*Stated task*: Please turn the lines from the one containing "Every instance of the rustic" through the one containing "<point>289,39</point>" into a JSON list of strings, one string per line, with blank lines and pictures left out.

--- start Available records ---

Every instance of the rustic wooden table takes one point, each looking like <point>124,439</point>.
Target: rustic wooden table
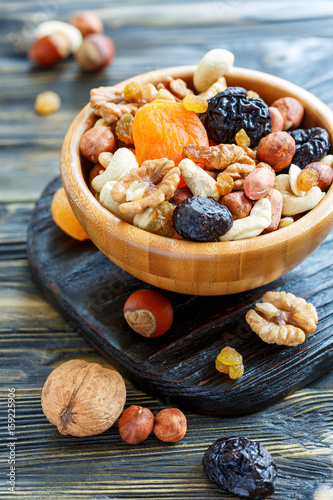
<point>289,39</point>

--- end Available records ---
--- start Available records ---

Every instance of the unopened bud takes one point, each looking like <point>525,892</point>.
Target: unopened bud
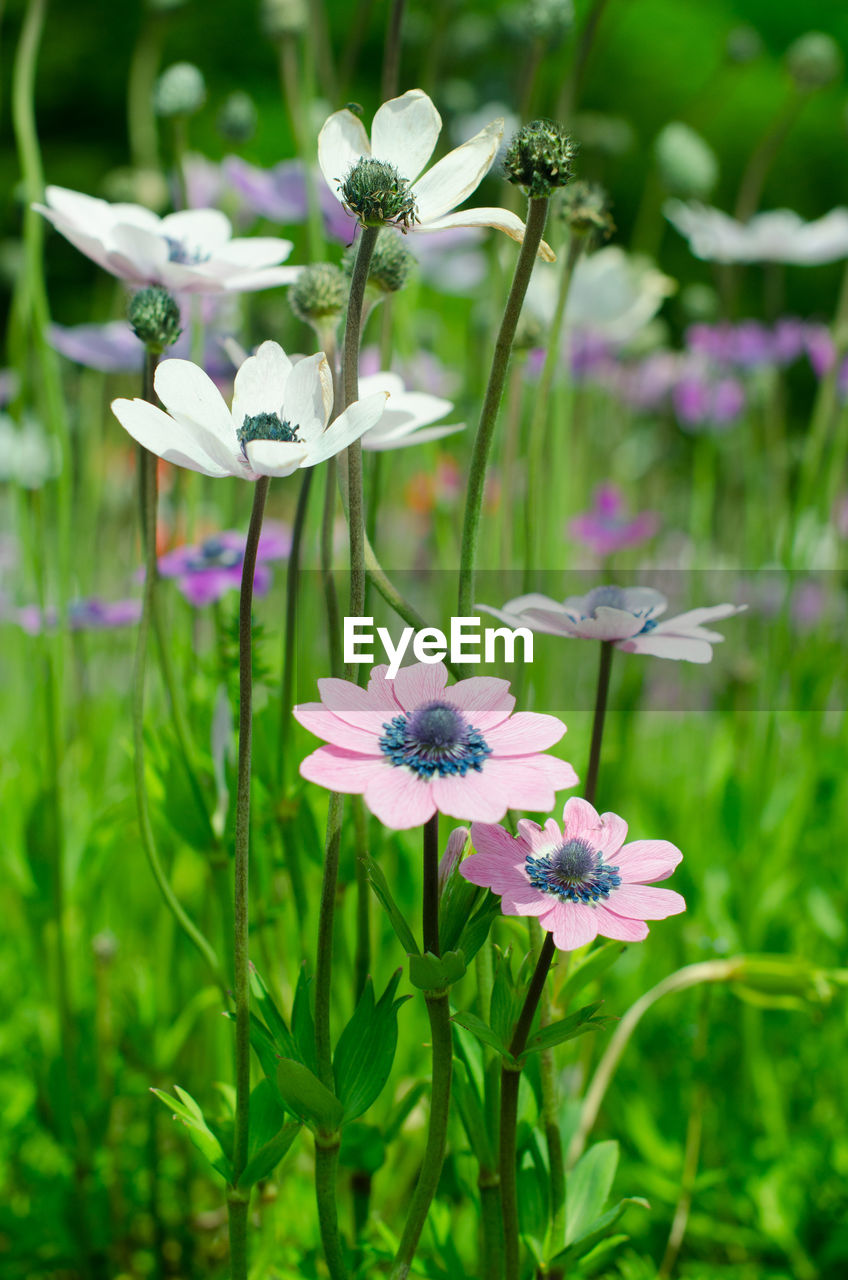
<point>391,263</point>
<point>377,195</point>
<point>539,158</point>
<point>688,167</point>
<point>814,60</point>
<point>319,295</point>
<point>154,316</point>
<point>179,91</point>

--- end Available records ---

*Result for this exercise*:
[
  "Every instance of the rustic wooden table takes one point, each looking like <point>124,439</point>.",
  "Target: rustic wooden table",
  "<point>289,39</point>"
]